* [Task objective]:
Print the data again, exactly.

(Referring expression data)
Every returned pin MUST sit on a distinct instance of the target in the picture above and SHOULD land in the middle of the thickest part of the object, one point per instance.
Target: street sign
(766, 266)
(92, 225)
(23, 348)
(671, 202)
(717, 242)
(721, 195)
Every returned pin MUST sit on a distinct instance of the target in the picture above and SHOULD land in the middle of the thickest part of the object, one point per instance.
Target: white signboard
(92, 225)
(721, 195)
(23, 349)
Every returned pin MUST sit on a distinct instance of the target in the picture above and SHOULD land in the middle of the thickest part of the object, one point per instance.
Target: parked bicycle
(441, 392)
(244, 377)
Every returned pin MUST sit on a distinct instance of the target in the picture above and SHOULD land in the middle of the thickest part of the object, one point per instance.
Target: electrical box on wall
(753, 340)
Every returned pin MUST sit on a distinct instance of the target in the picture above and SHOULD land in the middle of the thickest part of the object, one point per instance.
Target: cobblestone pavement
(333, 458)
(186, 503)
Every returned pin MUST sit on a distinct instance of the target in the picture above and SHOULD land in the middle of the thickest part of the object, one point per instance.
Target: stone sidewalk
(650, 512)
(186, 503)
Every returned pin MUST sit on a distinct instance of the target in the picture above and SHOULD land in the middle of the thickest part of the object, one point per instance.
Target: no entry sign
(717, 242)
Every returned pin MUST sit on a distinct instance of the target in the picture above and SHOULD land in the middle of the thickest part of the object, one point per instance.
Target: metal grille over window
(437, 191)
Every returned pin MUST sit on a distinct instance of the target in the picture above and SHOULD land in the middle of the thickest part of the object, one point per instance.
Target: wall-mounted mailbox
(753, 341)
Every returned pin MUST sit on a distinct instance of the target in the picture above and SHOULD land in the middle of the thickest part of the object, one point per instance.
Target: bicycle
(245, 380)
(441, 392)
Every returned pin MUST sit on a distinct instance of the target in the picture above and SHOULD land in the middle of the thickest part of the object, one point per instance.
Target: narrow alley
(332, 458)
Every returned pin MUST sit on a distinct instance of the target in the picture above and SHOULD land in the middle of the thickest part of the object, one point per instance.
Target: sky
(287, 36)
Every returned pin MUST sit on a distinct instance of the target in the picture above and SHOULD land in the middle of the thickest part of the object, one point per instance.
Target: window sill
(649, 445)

* [Result for this task]:
Every returned pin MUST sit on a distinct instance of the target in the picture above and SHOULD land in the middle of the thickest part of the object, one point per instance.
Target: street sign
(766, 266)
(92, 225)
(23, 348)
(671, 202)
(717, 242)
(721, 195)
Every returned pin MUST sit on a distinct instance of the target in the picture above and SHOULD land in the middle of the thickest part of the object, one point per instance.
Target: white signboard
(92, 225)
(721, 195)
(23, 349)
Every returned pin MUST sit on a distinct instance of the target in the picture above and SHOULD land in the middle of the thickest part of the object, one point per instance.
Target: parked bicycle
(441, 392)
(244, 377)
Every returned pin MUST sit on a distinct instance of the target in the picture above and SHOULD land in the middle of the thickest part of the object, one point per instance.
Target: electrical box on wall
(753, 340)
Every returned pin MUST sit on a distinct instance of the target in the picture above and SHOULD land in the middle of the thickest part of the object, one point per instance.
Target: cobblestone pavement
(333, 458)
(186, 503)
Every returned pin MUST sit on a distinct instance of the target in the picture above and SHOULD land in the middle of the thickest part of the object, one point per instance.
Target: stone sidewalk
(650, 512)
(186, 503)
Every returned pin MUST sit on a distinct instance of the target in the picture above and SHOULD land in the middle of the thickest part of the object, one point per instance.
Target: no entry sign
(717, 242)
Every returned pin MUST sit on a distinct instance of the target in the picture above and SHOULD land in the middle of the thickest part of the object, one point per instance.
Target: metal grille over window
(437, 191)
Every returned pin MUST sit on a distinct instance of the target in the picture above and SHOULD land in the middle of the thickest part of the object, one point per instance.
Target: wall-mounted mailbox
(753, 341)
Every returned pin MUST sit on a distinct instance of the target in the picture above and SHOULD land in the middle of the thickest part of the object, one point per instance.
Target: bicycle
(245, 380)
(441, 392)
Every returned pin MUST sit on a distinct instance of the target in the picture above and SHOULD land in the middle of the thickest part of the object, one point per instance.
Target: narrow alley
(332, 458)
Every returned pin MUST sit on a distinct instance of the target in the picture above and SHOULD land in the middle of the thickest part of the object, one point per instance.
Target: sky
(287, 36)
Every returned pin MUST sit on a distinct instance of the target in the picture above and SHOULD land in the middle of the thickest part of the object, one point per instance.
Target: window sill
(649, 445)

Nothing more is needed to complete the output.